A physical processor in an information processing system may support virtualization, for example, by operating in two modes - a "root" mode in which software runs directly on the hardware, outside of any virtualization environment, and a "non-root" mode in which software runs at its intended privilege level on a virtual processor (i.e., a physical processor executing under constraints imposed by a VMM) in a VM, within a virtualization environment hosted by a VMM running in root mode. In the virtualization environment, certain events, operations, and situations, such as external interrupts or attempts to access privileged registers or resources, may be intercepted, i.e., cause the processor to exit the virtualization environment so that the VMM may operate, for example, to implement virtualization policies (a "VM exit"). A processor may support instructions for establishing, entering, exiting, and maintaining a virtualization environment, and may include register bits or other structures that indicate or control virtualization capabilities of the processor.

A physical resource in the system, such as a hardware accelerator, an input/output device controller, or another peripheral device, may be assigned or allocated to a VM on a dedicated basis. Alternatively, a physical resource may be shared by multiple VMs according to a more software-based approach, by intercepting all transactions involving the resource so that the VMM may perform, redirect, or restrict each transaction. A third, more hardware-based approach may be to design a physical resource to provide the capability for it to be used as multiple virtual resources.

Brief Description of the Figures

The present invention is illustrated by way of example and not limitation in the accompanying figures.

Figure 1 illustrates a system in which an embodiment of the present invention may be present and/or operate.

Figure 2 illustrates a processor supporting processor accelerator interface virtualization according to an embodiment of the present invention.

Figure 3 illustrates a virtualization architecture in which an embodiment of the present invention may operate.

Figure 4 illustrates a method for processor accelerator interface virtualization according to an embodiment of the present invention.

Detailed Description

Embodiments of processors, methods, and systems for processor accelerator interface virtualization are described below. In this description, numerous specific details, such as component and system configurations, may be set forth in order to provide a more thorough understanding of the present invention. It will be appreciated, however, by one skilled in the art, that the invention may be practiced without such specific details. Additionally, some well known structures, circuits, and the like have not been shown in detail, to avoid unnecessarily obscuring the present invention.

The performance of a virtualization environment may be improved by reducing the frequency of VM exits. Embodiments of the invention may provide an approach to reducing the frequency of VM exits, compared to the more software-based approach to physical resource virtualization described above, without requiring the physical resource to support the more hardware-based approach described above.

Figure 1 illustrates system 100, an information processing system in which an embodiment of the present invention may be present and/or operate. System 100 may represent any type of information processing system, such as a server, a desktop computer, a portable computer, a set-top box, a hand-held device, or an embedded control system.

System 100 includes application processor 110, media processor 120, memory 130, memory controller 140, system agent unit 150, bus controller 160, direct memory access ("DMA") unit 170, input/output controller 180, and peripheral device 190. Systems embodying the present invention may include any or all of these components or other elements, and/or any number of each component or other element, and any number of additional components or other elements. Multiple instances of any component or element may be identical or different (e.g., multiple instances of an application processor may all be the same type of processor or may be different types of processors). Any or all of the components or other elements in any system embodiment may be connected, coupled, or otherwise in communication with each other through interconnect unit 102, which may represent any number of buses, point-to-point, or other wired or wireless connections.

**Input**
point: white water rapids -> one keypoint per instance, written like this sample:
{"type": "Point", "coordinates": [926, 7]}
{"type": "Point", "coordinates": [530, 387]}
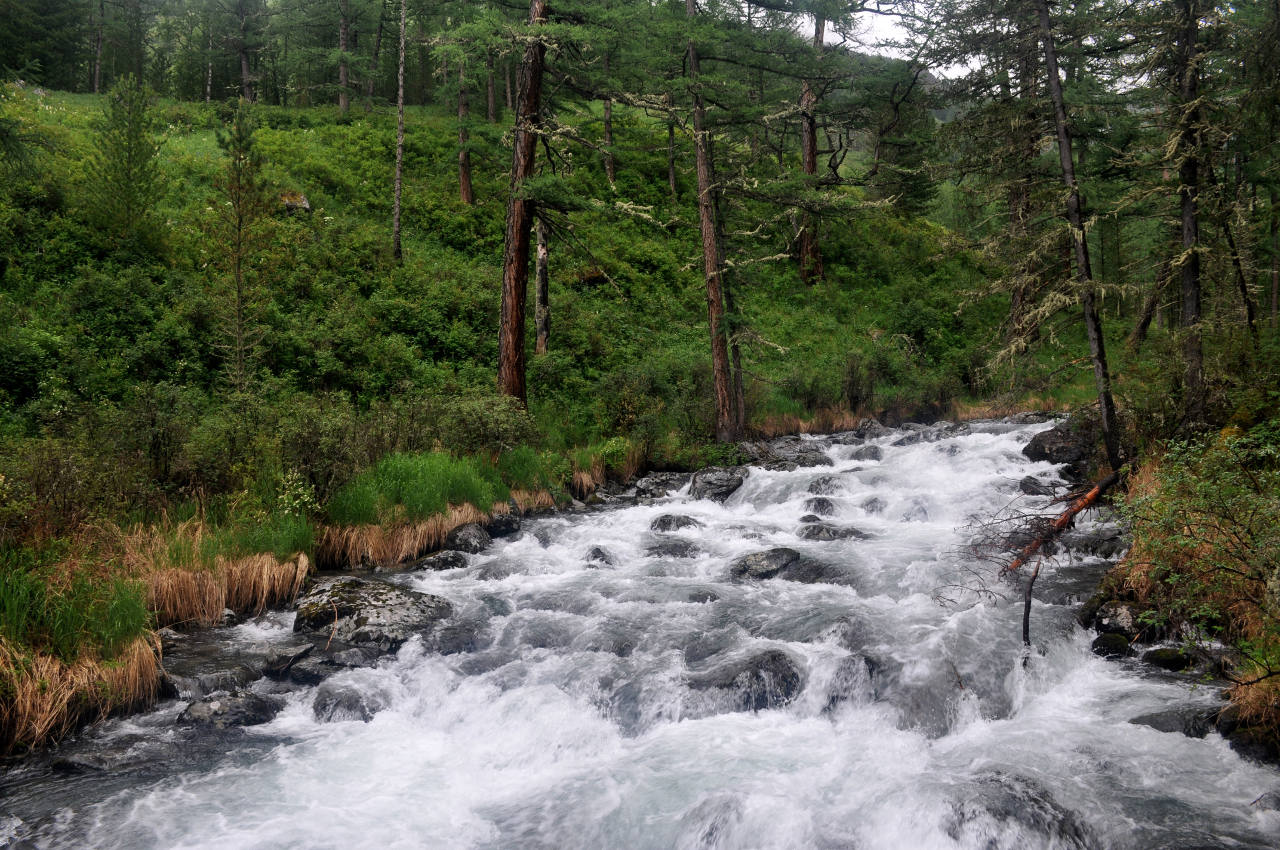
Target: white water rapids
{"type": "Point", "coordinates": [570, 721]}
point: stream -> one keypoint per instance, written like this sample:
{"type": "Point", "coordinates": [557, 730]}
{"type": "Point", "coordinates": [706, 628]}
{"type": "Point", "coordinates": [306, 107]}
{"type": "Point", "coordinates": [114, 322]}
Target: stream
{"type": "Point", "coordinates": [654, 697]}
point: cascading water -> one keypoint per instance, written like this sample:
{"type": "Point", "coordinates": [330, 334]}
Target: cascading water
{"type": "Point", "coordinates": [653, 698]}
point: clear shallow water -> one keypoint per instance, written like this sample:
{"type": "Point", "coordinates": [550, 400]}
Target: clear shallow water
{"type": "Point", "coordinates": [572, 723]}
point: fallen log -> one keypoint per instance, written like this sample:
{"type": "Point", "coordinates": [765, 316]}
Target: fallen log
{"type": "Point", "coordinates": [1047, 535]}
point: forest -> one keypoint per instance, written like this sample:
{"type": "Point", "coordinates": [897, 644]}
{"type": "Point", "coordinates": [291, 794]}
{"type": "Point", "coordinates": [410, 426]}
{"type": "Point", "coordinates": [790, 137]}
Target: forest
{"type": "Point", "coordinates": [265, 273]}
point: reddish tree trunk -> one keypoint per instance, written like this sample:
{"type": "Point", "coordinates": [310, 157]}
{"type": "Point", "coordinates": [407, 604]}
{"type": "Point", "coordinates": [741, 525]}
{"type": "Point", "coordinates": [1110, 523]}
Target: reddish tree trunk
{"type": "Point", "coordinates": [520, 215]}
{"type": "Point", "coordinates": [712, 260]}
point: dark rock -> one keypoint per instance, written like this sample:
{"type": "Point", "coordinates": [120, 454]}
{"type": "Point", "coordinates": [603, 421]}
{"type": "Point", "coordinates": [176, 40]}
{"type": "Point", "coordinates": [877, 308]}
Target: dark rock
{"type": "Point", "coordinates": [868, 453]}
{"type": "Point", "coordinates": [451, 560]}
{"type": "Point", "coordinates": [1111, 645]}
{"type": "Point", "coordinates": [1192, 722]}
{"type": "Point", "coordinates": [364, 611]}
{"type": "Point", "coordinates": [503, 525]}
{"type": "Point", "coordinates": [467, 538]}
{"type": "Point", "coordinates": [657, 484]}
{"type": "Point", "coordinates": [717, 483]}
{"type": "Point", "coordinates": [673, 548]}
{"type": "Point", "coordinates": [821, 506]}
{"type": "Point", "coordinates": [346, 703]}
{"type": "Point", "coordinates": [1031, 485]}
{"type": "Point", "coordinates": [673, 522]}
{"type": "Point", "coordinates": [764, 565]}
{"type": "Point", "coordinates": [826, 485]}
{"type": "Point", "coordinates": [278, 663]}
{"type": "Point", "coordinates": [1168, 658]}
{"type": "Point", "coordinates": [823, 531]}
{"type": "Point", "coordinates": [225, 711]}
{"type": "Point", "coordinates": [767, 680]}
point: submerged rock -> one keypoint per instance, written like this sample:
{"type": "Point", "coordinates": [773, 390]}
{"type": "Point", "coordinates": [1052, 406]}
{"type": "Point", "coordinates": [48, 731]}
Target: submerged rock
{"type": "Point", "coordinates": [767, 680]}
{"type": "Point", "coordinates": [224, 711]}
{"type": "Point", "coordinates": [717, 483]}
{"type": "Point", "coordinates": [467, 538]}
{"type": "Point", "coordinates": [364, 611]}
{"type": "Point", "coordinates": [657, 484]}
{"type": "Point", "coordinates": [673, 522]}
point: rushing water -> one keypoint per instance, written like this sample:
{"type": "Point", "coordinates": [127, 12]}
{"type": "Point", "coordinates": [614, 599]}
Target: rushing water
{"type": "Point", "coordinates": [575, 721]}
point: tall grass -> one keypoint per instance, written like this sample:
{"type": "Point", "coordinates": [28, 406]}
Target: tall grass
{"type": "Point", "coordinates": [416, 487]}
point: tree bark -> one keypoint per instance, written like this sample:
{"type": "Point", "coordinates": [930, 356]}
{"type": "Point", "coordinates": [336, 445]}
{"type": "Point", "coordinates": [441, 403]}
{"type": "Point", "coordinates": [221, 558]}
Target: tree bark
{"type": "Point", "coordinates": [343, 36]}
{"type": "Point", "coordinates": [810, 252]}
{"type": "Point", "coordinates": [520, 215]}
{"type": "Point", "coordinates": [490, 88]}
{"type": "Point", "coordinates": [1188, 193]}
{"type": "Point", "coordinates": [400, 138]}
{"type": "Point", "coordinates": [542, 291]}
{"type": "Point", "coordinates": [465, 190]}
{"type": "Point", "coordinates": [712, 259]}
{"type": "Point", "coordinates": [1075, 218]}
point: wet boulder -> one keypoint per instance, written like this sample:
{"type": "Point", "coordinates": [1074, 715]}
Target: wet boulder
{"type": "Point", "coordinates": [764, 565]}
{"type": "Point", "coordinates": [868, 453]}
{"type": "Point", "coordinates": [673, 548]}
{"type": "Point", "coordinates": [717, 483]}
{"type": "Point", "coordinates": [449, 560]}
{"type": "Point", "coordinates": [821, 506]}
{"type": "Point", "coordinates": [470, 538]}
{"type": "Point", "coordinates": [657, 484]}
{"type": "Point", "coordinates": [225, 711]}
{"type": "Point", "coordinates": [767, 680]}
{"type": "Point", "coordinates": [673, 522]}
{"type": "Point", "coordinates": [826, 485]}
{"type": "Point", "coordinates": [824, 531]}
{"type": "Point", "coordinates": [368, 612]}
{"type": "Point", "coordinates": [336, 703]}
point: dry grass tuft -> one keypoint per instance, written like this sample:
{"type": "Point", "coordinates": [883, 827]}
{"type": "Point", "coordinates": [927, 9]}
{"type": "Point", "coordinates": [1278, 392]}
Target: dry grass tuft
{"type": "Point", "coordinates": [45, 698]}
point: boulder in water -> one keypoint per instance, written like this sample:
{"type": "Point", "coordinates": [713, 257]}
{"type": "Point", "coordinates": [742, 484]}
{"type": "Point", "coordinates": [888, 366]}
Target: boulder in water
{"type": "Point", "coordinates": [673, 522]}
{"type": "Point", "coordinates": [368, 612]}
{"type": "Point", "coordinates": [717, 483]}
{"type": "Point", "coordinates": [821, 506]}
{"type": "Point", "coordinates": [767, 680]}
{"type": "Point", "coordinates": [224, 711]}
{"type": "Point", "coordinates": [824, 531]}
{"type": "Point", "coordinates": [467, 538]}
{"type": "Point", "coordinates": [346, 703]}
{"type": "Point", "coordinates": [657, 484]}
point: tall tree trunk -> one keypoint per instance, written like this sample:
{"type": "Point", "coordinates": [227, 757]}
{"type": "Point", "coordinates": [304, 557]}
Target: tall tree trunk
{"type": "Point", "coordinates": [810, 252]}
{"type": "Point", "coordinates": [343, 36]}
{"type": "Point", "coordinates": [400, 137]}
{"type": "Point", "coordinates": [1188, 193]}
{"type": "Point", "coordinates": [465, 190]}
{"type": "Point", "coordinates": [490, 88]}
{"type": "Point", "coordinates": [542, 291]}
{"type": "Point", "coordinates": [1075, 216]}
{"type": "Point", "coordinates": [373, 62]}
{"type": "Point", "coordinates": [520, 215]}
{"type": "Point", "coordinates": [609, 168]}
{"type": "Point", "coordinates": [712, 260]}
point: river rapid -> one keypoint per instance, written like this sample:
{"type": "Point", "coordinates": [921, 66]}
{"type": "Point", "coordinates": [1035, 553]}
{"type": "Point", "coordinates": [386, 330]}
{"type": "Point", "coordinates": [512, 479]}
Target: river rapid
{"type": "Point", "coordinates": [652, 699]}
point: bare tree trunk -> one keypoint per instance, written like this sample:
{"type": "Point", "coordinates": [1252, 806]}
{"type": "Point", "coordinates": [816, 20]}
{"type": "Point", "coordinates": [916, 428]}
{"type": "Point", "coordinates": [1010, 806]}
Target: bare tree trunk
{"type": "Point", "coordinates": [712, 259]}
{"type": "Point", "coordinates": [490, 88]}
{"type": "Point", "coordinates": [1075, 216]}
{"type": "Point", "coordinates": [400, 138]}
{"type": "Point", "coordinates": [542, 291]}
{"type": "Point", "coordinates": [343, 36]}
{"type": "Point", "coordinates": [810, 252]}
{"type": "Point", "coordinates": [465, 190]}
{"type": "Point", "coordinates": [520, 215]}
{"type": "Point", "coordinates": [373, 62]}
{"type": "Point", "coordinates": [1188, 193]}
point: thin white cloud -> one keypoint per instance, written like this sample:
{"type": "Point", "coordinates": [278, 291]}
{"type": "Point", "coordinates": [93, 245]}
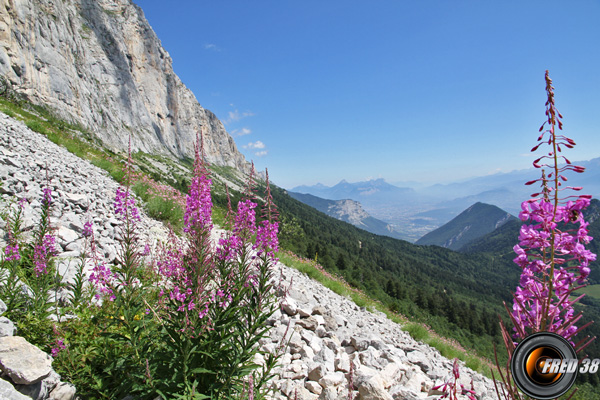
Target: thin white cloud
{"type": "Point", "coordinates": [212, 47]}
{"type": "Point", "coordinates": [241, 132]}
{"type": "Point", "coordinates": [255, 145]}
{"type": "Point", "coordinates": [236, 115]}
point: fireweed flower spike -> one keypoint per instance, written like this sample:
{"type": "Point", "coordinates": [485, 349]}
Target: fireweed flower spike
{"type": "Point", "coordinates": [266, 234]}
{"type": "Point", "coordinates": [551, 249]}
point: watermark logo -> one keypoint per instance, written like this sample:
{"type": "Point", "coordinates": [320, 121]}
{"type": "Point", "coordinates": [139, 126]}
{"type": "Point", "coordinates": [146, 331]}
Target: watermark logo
{"type": "Point", "coordinates": [544, 366]}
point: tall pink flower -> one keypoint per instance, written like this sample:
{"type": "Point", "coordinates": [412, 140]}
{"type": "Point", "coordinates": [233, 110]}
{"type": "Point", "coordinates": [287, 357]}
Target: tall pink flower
{"type": "Point", "coordinates": [198, 208]}
{"type": "Point", "coordinates": [42, 253]}
{"type": "Point", "coordinates": [551, 249]}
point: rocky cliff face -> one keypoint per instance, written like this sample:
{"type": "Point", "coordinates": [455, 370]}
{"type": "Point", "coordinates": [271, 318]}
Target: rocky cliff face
{"type": "Point", "coordinates": [335, 349]}
{"type": "Point", "coordinates": [99, 63]}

**To do**
A - Summarize the virtualization excerpt in two sentences.
B - Convert the entries into a numbered list, starting at the line that contains "point: rocky cliff" and continuing through the last line of the entries. Leave out any blank lines.
The entries have no connection to the virtualization excerpt.

**Answers**
A - A processor may support virtualization by operating in a root mode outside any virtualization environment and a non-root mode within one, and certain events may be intercepted so that a VM exit lets the VMM operate. A physical resource may be dedicated to one VM, shared through a software-based approach that intercepts all its transactions, or designed to serve as multiple virtual resources, and the described embodiments seek to reduce VM exits compared with the software-based approach without requiring that hardware capability.

B -
1. point: rocky cliff face -> one keypoint per instance, written like this sample:
2. {"type": "Point", "coordinates": [455, 370]}
3. {"type": "Point", "coordinates": [271, 318]}
4. Target: rocky cliff face
5. {"type": "Point", "coordinates": [335, 349]}
6. {"type": "Point", "coordinates": [99, 63]}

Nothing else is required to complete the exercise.